» To do:
Gather each line of the records below that contains the string "Query", and copy those lines in their original order.

» Source material:
--- begin ---
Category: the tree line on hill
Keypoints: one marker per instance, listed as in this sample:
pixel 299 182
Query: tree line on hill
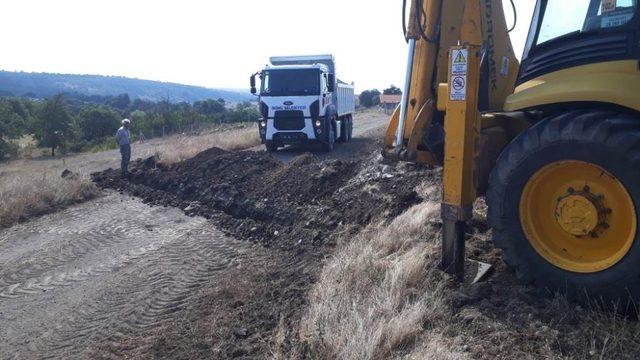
--- end ---
--- begin ---
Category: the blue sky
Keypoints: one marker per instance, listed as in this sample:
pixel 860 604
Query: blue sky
--- end ---
» Response for this exercise:
Query: tree line on hill
Query: blue sky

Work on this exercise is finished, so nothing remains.